**Text passage**:
================================

Compilation album by Gary Bartz NTU Troop
- Released: 1997
- Recorded: November 19 and 23, 1970, and January 1971
- Studio: Decca, New York City
- Genre: Jazz-funk
- Length: 76:45
- Label: Milestone
- Producer: Orrin Keepnews

Gary Bartz chronology
| Home! (1970) | Harlem Bush Music (1997) | Juju Street Songs (1972) |

= Harlem Bush Music =

Harlem Bush Music is a compilation of two albums by saxophonist Gary Bartz NTU Troop, recorded in 1970 and 1971 and released on the Milestone label.

================================

**Exercises**:
a) List every album title that the Gary Bartz chronology in the Harlem Bush Music entry names.
b) Write the next few sentences of the Harlem Bush Music entry, picking up after its final sentence.

================================

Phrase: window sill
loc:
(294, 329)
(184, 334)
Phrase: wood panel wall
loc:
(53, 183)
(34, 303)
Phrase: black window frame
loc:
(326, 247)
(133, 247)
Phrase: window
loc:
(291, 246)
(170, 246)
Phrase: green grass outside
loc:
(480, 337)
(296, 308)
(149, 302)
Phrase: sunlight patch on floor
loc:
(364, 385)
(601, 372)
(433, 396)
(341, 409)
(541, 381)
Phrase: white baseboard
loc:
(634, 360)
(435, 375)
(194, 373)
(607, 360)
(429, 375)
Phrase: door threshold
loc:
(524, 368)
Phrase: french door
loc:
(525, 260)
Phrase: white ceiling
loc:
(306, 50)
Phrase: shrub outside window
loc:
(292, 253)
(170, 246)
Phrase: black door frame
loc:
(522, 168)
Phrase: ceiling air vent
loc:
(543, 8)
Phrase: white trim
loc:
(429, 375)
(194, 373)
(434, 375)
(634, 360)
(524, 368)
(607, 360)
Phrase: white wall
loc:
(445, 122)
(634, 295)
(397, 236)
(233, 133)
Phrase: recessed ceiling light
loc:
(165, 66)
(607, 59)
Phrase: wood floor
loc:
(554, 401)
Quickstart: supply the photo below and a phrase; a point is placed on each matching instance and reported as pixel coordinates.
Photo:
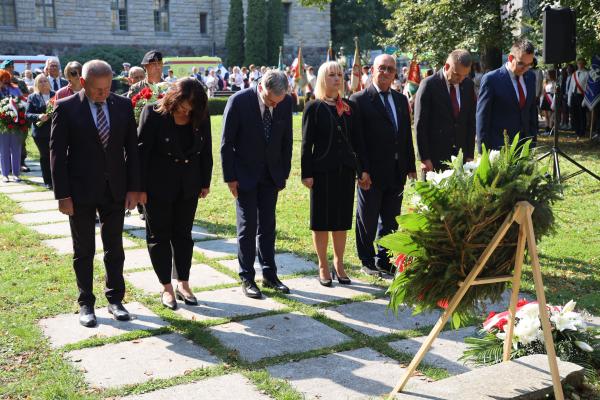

================================

**Responses for each task**:
a) Home! (1970), Harlem Bush Music (1997), Juju Street Songs (1972)

b)
==Reception==

Ronnie D. Lankford Jr. of AllMusic wrote: "How one finally looks at Harlem Bush Music -- is it music, politics, or something in between -- matters less than understanding the time and place that it was made. And whether one ultimately finds these efforts by the Gary Bartz Ntu Troop satisfying or tiring matters less than appreciating the adventurous spirit that went into making them". All About Jazz stated: "Harlem Bush Music remains extremely relevant. Though the album came at a time when Black Consciousness and Black Pride were coming to the fore of American culture, current times are such that its message of struggle, love and hope transcends racial categories. That is both a great testament to the power of this music, as well as to the dawning fact in this country that we're all in this together".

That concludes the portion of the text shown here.